Return, word for word, only the lines of the rows below from the line with "query (the noun phrase to segment): **black" through the last line of the rows, including both ends.

>> begin Extracted entries

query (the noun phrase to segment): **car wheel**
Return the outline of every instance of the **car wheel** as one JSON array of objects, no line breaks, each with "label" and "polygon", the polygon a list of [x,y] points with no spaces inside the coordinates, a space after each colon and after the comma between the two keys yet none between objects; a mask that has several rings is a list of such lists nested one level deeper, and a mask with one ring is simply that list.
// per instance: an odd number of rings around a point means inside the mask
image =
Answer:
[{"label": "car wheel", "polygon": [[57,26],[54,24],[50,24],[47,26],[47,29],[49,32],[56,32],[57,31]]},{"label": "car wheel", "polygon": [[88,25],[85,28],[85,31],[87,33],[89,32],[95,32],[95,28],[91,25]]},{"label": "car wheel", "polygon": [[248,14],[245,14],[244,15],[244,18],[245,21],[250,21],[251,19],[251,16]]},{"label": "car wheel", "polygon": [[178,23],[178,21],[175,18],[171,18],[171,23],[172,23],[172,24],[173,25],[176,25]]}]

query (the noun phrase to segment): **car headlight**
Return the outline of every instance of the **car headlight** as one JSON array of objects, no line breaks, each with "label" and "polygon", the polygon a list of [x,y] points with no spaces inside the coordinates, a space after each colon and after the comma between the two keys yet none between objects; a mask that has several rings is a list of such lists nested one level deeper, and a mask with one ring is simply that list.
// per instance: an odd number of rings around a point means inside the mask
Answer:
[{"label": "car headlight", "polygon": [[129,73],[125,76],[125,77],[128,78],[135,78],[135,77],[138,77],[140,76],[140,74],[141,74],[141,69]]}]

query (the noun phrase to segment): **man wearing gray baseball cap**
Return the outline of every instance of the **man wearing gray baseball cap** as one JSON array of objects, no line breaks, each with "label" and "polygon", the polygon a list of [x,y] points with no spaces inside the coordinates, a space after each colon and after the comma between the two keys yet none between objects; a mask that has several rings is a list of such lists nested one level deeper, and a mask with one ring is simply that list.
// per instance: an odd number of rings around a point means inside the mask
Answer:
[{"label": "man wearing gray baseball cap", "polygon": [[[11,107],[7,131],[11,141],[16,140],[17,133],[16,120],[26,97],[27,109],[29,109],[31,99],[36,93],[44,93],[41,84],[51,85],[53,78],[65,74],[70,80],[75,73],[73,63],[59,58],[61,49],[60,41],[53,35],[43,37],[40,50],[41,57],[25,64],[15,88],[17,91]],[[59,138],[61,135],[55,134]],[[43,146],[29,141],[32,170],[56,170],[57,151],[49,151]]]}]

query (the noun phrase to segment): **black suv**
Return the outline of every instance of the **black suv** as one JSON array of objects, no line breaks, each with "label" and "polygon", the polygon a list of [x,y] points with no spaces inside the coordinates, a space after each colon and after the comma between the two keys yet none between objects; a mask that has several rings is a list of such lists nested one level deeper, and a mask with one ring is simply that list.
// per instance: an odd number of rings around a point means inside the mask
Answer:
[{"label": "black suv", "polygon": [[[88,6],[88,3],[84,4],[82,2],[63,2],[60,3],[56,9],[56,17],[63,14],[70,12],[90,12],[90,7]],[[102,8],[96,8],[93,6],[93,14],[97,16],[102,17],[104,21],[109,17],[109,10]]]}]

>> end Extracted entries

▶ _Exercise output_
query (the noun phrase to segment): **black suv**
Return the outline of every instance of the **black suv** as one JSON array of objects, no line breaks, each with "label" and "polygon", the polygon a list of [x,y] points with no spaces inside the coordinates, a space after each colon and after the comma between the two keys yet none between objects; a mask that has several rings is a list of such lists nested one level deeper, and a mask with one ring is simply that list.
// per instance: an odd number of rings around a point means inside the mask
Answer:
[{"label": "black suv", "polygon": [[[88,6],[88,3],[84,4],[82,2],[63,2],[60,3],[56,9],[56,17],[63,14],[70,12],[90,12],[90,7]],[[102,8],[96,8],[93,6],[93,14],[97,16],[102,17],[104,21],[109,17],[109,10]]]}]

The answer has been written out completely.